Data extracted from a collection:

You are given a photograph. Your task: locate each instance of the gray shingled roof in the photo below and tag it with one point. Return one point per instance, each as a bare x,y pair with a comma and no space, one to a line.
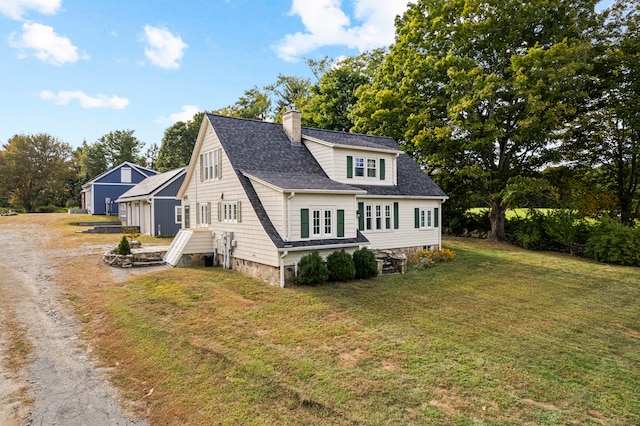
300,181
263,149
149,185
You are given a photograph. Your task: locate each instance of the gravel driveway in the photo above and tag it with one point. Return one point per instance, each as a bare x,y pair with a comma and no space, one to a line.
61,386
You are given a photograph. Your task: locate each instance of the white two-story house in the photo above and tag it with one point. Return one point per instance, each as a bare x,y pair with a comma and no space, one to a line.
258,196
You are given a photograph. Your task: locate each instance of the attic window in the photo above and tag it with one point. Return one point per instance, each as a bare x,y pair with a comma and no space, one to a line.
125,175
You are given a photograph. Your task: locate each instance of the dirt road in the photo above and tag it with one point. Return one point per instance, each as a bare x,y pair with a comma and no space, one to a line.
57,383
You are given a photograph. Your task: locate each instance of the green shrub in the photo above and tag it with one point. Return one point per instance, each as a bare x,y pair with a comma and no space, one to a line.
123,248
50,208
530,231
612,242
312,270
341,266
365,263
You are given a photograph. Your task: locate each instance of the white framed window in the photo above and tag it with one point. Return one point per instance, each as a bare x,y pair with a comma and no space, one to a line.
125,175
229,212
322,222
358,166
371,167
377,217
426,218
387,216
204,215
211,165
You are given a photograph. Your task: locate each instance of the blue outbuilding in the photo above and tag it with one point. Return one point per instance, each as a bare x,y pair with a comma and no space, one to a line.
152,204
99,195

▶ **Requirement**: Return the data verbatim, leaving out the pictures it holds.

▶ **Output of the task**:
You are given a photograph. Your task: locate each instance of the gray shingled roof in the photo below and tag it with one point. Return one point per instance, each as a bare x,y pair with a comma and no space, one to a line.
300,181
263,149
149,185
You are given a photograph. Your task: locate each instance of the gravel driveway in the photo above and tag it with one point. Return one point per instance, each as a bare x,y pair with a comma and no space, one to a line.
61,386
You are given a photograph. Your task: locate each instance of the white two-story house in the photo above and tag it with one point. Return one point per instance, each as a bare x,y pair with a comma and no space, one to a line.
258,196
You are given a photograph. Your task: locate each instance of the attic window in the photo above and tag it with one point. Return one point per instance, each as a bare x,y pair with a comma and no space, one to a line.
125,175
You are given a photograph. Your task: locate each instance of the dirt road in the photo above and tag it with one point. Return one point per instance, each as a bare x,y pair with a comma and no space, one to a line.
57,383
You are given a photograph. Your task: locate each instance of the green shrub in the photo above and tag it with one point. Return one point per instance, each as a bare x,y pair with a comma and no space, one to a line.
123,248
50,208
530,231
612,242
312,270
341,266
365,263
You are given a photograph. Your task: locate each instance of the white framed window in the photo above and tag it with one point. Return one point per instance, each as a bare x,y pair with a comma and no space, one to a line.
125,175
229,212
322,222
358,166
371,167
377,217
426,218
387,216
204,215
211,165
You are given a photograph. Your task: locate each instance of the blue outbuilding in the photo above and tag it with one point. Return one point per instance, each as a bare x,y pair with a comma and no space, one to a line.
152,204
99,195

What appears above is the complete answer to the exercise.